ENTRIES PROVIDED START

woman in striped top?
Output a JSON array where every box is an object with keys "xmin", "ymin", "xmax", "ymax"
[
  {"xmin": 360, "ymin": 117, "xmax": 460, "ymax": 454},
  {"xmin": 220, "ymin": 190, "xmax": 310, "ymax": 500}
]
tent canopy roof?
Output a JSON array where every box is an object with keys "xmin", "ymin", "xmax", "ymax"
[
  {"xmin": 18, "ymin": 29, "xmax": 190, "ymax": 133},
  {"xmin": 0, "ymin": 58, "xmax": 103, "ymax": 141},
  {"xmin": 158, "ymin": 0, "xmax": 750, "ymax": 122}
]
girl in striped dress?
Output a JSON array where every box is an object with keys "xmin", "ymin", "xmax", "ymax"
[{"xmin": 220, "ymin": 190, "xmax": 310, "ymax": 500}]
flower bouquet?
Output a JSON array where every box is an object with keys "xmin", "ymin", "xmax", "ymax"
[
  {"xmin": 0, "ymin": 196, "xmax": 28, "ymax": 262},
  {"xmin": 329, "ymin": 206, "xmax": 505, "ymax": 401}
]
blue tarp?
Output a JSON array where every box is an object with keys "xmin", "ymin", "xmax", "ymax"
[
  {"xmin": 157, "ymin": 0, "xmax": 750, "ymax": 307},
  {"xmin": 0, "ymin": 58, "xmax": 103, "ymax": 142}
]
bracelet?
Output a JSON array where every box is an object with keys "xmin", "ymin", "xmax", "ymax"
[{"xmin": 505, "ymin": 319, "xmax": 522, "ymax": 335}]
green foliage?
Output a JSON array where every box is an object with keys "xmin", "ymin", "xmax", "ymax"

ENTRIES PROVIDED END

TASK STATEMENT.
Output every entry exactly.

COMPLETED EXERCISE.
woman in striped top?
Output a JSON array where every box is an object with keys "xmin", "ymin", "xmax", "ymax"
[
  {"xmin": 360, "ymin": 117, "xmax": 460, "ymax": 454},
  {"xmin": 220, "ymin": 190, "xmax": 310, "ymax": 500}
]
tent canopy roof?
Output a JSON array where every box is an object with keys "xmin", "ymin", "xmax", "ymax"
[
  {"xmin": 18, "ymin": 29, "xmax": 190, "ymax": 133},
  {"xmin": 0, "ymin": 58, "xmax": 103, "ymax": 141},
  {"xmin": 158, "ymin": 0, "xmax": 750, "ymax": 122}
]
girl in striped dress?
Output a JSON array where every box is an object with keys "xmin", "ymin", "xmax", "ymax"
[{"xmin": 220, "ymin": 190, "xmax": 310, "ymax": 500}]
flower bouquet?
Output a JSON array where every box is an object with keys "xmin", "ymin", "xmax", "ymax"
[
  {"xmin": 0, "ymin": 196, "xmax": 28, "ymax": 262},
  {"xmin": 329, "ymin": 206, "xmax": 505, "ymax": 401}
]
blue tarp?
Output a JSON array where every box is an object with keys "xmin", "ymin", "xmax", "ymax"
[
  {"xmin": 157, "ymin": 0, "xmax": 750, "ymax": 307},
  {"xmin": 0, "ymin": 58, "xmax": 103, "ymax": 142}
]
bracelet?
Output a JSON array where every box is an object with keys "xmin", "ymin", "xmax", "ymax"
[{"xmin": 505, "ymin": 319, "xmax": 522, "ymax": 335}]
green foliage?
Output a JSON array where every box is an object with keys "xmin", "ymin", "xmax", "ymax"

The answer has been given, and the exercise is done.